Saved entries
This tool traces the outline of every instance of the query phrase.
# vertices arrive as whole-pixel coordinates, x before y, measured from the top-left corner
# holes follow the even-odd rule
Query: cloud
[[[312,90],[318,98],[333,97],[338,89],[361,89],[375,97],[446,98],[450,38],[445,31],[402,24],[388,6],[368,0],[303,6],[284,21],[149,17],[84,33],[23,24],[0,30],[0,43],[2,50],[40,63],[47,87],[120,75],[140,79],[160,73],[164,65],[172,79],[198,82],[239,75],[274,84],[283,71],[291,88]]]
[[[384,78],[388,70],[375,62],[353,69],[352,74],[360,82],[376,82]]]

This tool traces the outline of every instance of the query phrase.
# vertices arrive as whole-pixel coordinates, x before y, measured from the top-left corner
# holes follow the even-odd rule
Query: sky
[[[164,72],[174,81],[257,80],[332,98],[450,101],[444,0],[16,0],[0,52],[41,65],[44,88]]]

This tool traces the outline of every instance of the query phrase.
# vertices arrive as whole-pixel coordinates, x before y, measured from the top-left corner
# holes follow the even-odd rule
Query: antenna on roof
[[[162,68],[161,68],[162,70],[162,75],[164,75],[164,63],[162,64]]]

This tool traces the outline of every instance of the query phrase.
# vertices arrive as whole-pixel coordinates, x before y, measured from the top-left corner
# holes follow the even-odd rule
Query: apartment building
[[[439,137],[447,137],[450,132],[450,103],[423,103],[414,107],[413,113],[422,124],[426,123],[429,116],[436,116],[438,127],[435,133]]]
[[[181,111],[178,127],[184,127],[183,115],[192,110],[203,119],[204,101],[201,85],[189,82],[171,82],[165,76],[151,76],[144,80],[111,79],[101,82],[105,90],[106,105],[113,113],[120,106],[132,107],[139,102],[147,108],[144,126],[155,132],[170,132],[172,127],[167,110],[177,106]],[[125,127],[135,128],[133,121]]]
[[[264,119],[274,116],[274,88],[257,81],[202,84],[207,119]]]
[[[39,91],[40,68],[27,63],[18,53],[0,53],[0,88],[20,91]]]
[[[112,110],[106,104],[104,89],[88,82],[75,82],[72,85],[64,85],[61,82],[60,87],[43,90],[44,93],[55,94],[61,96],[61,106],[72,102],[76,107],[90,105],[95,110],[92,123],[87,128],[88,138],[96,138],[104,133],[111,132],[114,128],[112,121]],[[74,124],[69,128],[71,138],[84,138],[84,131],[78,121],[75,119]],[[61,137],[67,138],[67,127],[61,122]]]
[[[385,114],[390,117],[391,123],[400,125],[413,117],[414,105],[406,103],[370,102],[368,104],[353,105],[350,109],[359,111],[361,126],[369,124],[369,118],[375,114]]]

TASK DESCRIPTION. What you return should be the records above, repeated exactly.

EXPECTED ANSWER.
This tool traces the outline of every instance of the query phrase.
# vertices arrive as whole-pixel coordinates, x before y, measured from the top-left corner
# holes follow the even-odd rule
Query: cloud
[[[312,90],[318,98],[333,97],[338,89],[361,89],[375,97],[446,98],[450,38],[445,31],[402,24],[388,6],[368,0],[303,6],[284,21],[149,17],[84,33],[23,24],[0,30],[0,43],[2,50],[40,63],[47,87],[120,75],[140,79],[160,73],[164,65],[172,79],[198,82],[239,75],[274,84],[283,71],[291,88]]]
[[[384,78],[388,70],[375,62],[353,69],[352,74],[360,82],[376,82]]]

This tool traces the outline of every instance of the query phrase.
# vertices arrive as whole-pixel coordinates, x before y, measured from the top-left corner
# holes follow the even-odd rule
Query: sky
[[[164,72],[174,81],[257,80],[332,98],[450,101],[444,0],[16,0],[0,52],[41,65],[44,88]]]

This tool traces the outline of every instance of the query phrase.
# vertices arrive as whole-pixel coordinates, x before y, measured from the top-left corner
# holes follow the even-odd rule
Query: antenna on roof
[[[162,68],[161,68],[162,70],[162,75],[164,75],[164,63],[162,64]]]

This tool traces the outline of every instance of the query phrase.
# vertices arrive as whole-pixel coordinates, x before y, measured from the top-left corner
# holes follow the even-odd rule
Query: apartment building
[[[439,137],[447,137],[450,132],[450,103],[423,103],[414,107],[413,113],[422,124],[426,123],[429,116],[436,116],[438,127],[435,133]]]
[[[181,111],[178,127],[184,127],[183,115],[192,110],[203,119],[204,101],[201,85],[189,82],[171,82],[165,76],[151,76],[144,80],[111,79],[101,82],[105,90],[106,105],[113,113],[120,106],[132,107],[139,102],[147,108],[144,126],[155,132],[170,132],[172,127],[167,110],[177,106]],[[125,127],[135,128],[133,121]]]
[[[264,119],[274,116],[274,88],[257,81],[202,84],[207,119]]]
[[[39,91],[40,68],[27,63],[18,53],[0,53],[0,88],[20,91]]]
[[[112,110],[106,104],[104,89],[88,82],[75,82],[72,85],[64,85],[61,82],[60,87],[43,90],[44,93],[55,94],[61,96],[61,106],[72,102],[76,107],[90,105],[95,110],[92,123],[87,128],[88,138],[96,138],[104,133],[111,132],[114,128],[112,121]],[[74,124],[69,128],[71,138],[84,138],[84,131],[78,121],[75,119]],[[61,137],[67,138],[67,127],[61,122]]]
[[[385,114],[390,117],[391,123],[400,125],[413,117],[414,105],[406,103],[370,102],[368,104],[353,105],[350,109],[359,111],[361,126],[369,124],[369,118],[375,114]]]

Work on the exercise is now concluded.